**Provided data:**

** start **

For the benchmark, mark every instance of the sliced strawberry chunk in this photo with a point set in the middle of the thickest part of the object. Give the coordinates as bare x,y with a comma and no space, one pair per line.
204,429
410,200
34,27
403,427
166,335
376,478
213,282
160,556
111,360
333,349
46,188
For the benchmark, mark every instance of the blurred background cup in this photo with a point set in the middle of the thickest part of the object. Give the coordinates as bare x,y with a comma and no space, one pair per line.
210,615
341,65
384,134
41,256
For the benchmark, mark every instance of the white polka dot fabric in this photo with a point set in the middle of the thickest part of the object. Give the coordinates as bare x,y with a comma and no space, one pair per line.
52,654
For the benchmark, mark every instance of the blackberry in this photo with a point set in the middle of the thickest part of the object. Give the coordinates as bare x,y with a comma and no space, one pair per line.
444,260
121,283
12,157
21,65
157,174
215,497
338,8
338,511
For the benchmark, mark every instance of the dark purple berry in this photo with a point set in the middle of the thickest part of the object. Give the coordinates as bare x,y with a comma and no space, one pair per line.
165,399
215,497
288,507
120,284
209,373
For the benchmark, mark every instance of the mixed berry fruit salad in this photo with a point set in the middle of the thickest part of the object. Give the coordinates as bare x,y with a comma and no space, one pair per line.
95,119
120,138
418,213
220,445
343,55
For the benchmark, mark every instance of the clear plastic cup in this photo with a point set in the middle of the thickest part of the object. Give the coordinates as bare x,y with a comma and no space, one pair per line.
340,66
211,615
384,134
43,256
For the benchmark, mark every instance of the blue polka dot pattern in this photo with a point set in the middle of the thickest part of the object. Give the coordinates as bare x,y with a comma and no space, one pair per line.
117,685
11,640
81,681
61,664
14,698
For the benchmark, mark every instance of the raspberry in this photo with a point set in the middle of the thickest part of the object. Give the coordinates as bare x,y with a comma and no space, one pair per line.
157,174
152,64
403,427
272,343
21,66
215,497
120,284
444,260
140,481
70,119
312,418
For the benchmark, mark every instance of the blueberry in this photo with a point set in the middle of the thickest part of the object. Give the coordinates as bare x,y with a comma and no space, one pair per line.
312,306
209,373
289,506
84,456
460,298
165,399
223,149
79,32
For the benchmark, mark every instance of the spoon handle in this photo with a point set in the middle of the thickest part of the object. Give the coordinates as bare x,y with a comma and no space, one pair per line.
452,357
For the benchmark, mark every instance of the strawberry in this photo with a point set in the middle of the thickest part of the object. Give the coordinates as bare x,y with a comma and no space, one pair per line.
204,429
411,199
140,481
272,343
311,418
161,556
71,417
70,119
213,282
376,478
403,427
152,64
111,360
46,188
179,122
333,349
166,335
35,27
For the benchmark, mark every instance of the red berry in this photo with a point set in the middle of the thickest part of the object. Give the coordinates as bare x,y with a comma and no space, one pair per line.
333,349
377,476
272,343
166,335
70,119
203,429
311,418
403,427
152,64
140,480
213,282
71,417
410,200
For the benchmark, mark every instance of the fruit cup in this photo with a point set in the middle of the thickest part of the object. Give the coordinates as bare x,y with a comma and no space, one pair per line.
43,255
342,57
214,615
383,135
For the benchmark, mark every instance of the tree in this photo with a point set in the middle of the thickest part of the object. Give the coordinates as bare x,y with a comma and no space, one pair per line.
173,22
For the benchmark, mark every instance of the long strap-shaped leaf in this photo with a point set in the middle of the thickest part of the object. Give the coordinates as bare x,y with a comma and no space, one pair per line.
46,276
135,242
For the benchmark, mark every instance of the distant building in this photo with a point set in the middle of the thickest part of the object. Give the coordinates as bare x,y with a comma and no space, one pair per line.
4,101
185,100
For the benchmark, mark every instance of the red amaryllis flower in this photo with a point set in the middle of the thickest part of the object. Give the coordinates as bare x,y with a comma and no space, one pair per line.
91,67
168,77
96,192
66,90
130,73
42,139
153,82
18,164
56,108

** end **

**What is being asked:** Could you update the listing above by replacing "thickest part" with "widest part" throughout and leaving every other word as it stands?

**Solution for this task:**
For the benchmark, mark every instance of the sliced strawberry chunk in this photo with a point set in the middle of the widest part of the object. Give the coordinates as bare x,y with a comma and no space, one pair per line.
204,429
410,200
34,27
403,427
166,335
376,478
213,282
160,556
111,360
333,349
46,188
For the benchmark, mark every instance of the blurred background cup in this photo with a point set in the middle of the widest part of the object. Give the coordinates as bare x,y with a comma and no space, one pair per line.
210,615
341,65
384,134
41,256
For the benchmark, mark every instance of the white polka dot fabric in this photo with a point set in the middle of the widest part of the object. Give the coordinates as bare x,y with a comma and no space, one pair per line.
52,654
For the benchmark, mark every instance of the blackberry in this photo with a point set in the middle of the widest part of the object. Give the coordinates as bare x,y with a comma and no space, one pair per line.
444,260
121,283
12,157
21,65
157,174
215,497
338,8
338,511
For the benchmark, mark every instance of the dark purple berry in this photo with a point set in the middle of the widest part of the object. Give the coordinates as bare x,y with a comma and no space, one pair per line.
165,399
215,497
288,507
120,284
209,373
For the benchmark, mark every instance of the mixed berry fruit salad in this photo with a point set in the middle of the widest part of the object. Give the coordinates as bare x,y with a comma and no space, one pair per line.
95,119
120,138
418,213
220,445
343,55
For the benchmark, mark every instance of the clear plastic cup in this photo with a point set in the middle of the widest part of the object. Give the coordinates as bare x,y with a comma and no space, one pair per line.
340,66
211,615
384,134
43,256
For the benchmark, mark every instance of the blue polka dot pattern in this photo with a point set in the middle of the widest part of the object. Give the coordinates as bare x,y with a comma and no space, one pair per line.
117,685
11,640
81,681
61,664
14,698
For the benchmark, mark every instance of the raspberry in this photo with a point set in the middle of the widest part of the object. Give the coordinates as bare x,y with a comma and no space, one pair per line.
157,174
152,64
403,427
272,343
21,66
215,497
120,284
444,260
140,481
70,119
312,418
For the benchmark, mark every instance of the blueberry in this photo with a point set in the middle of the widest part of the object. Give the coordinates as bare x,y with a comma and no space, one pair per line.
312,306
209,373
289,506
84,456
460,298
165,399
223,149
79,32
For the benchmark, mark every instance of the spoon handle in this photo with a point set in the middle of the widest part of the object. Give the coordinates as bare x,y with a comma and no space, one pair per line.
452,357
For the benchmark, mark every instance of the strawberry in this photo with a point set in the middle of the widest part of the object. Give the coordinates as bare x,y with a comma and no space, one pair per line.
204,429
411,199
140,481
272,343
311,418
161,556
71,417
70,119
213,282
376,478
403,427
152,64
111,360
46,188
179,122
333,349
166,335
35,27
For the benchmark, mark every instance of the red berry in this photo with a point set in the middle of the widest part of the object. Give the coordinates as bare x,y with a comma and no space, one pair per line.
333,349
377,476
272,343
166,335
70,119
203,429
311,418
403,427
152,64
140,480
213,282
71,417
410,200
For the benchmark, mark every instance of the fruit cup in this photo with a point set in the middle of the widest part of the object. Give the coordinates as bare x,y with a comma and no space, one pair per line.
43,255
342,57
214,615
383,135
For the benchmark, mark every instance of the tree in this photo with a point set in the middle of the widest part of the object. Give the coordinates as bare x,y with a comma and no space, one pair per line.
173,22
For the benchmark, mark every instance of the long strap-shaped leaf in this photo with a point set in the middle of the widest part of the object. Give the coordinates as bare x,y with a comma and no space, one pair per line.
46,276
135,242
For the benchmark, mark every instance of the distant building in this photo with a point set in the middle of the widest part of the object. Give the coordinates as bare x,y with a comma and no space, one pair per line.
4,101
185,100
For the benchmark, mark every instance of the red amaryllis flower in this photo with a point set in the middle of the widest part of the object. Give the coordinates as bare x,y with a comma and no space, one pair per line.
91,67
168,77
96,192
66,90
130,73
42,139
153,82
18,164
56,108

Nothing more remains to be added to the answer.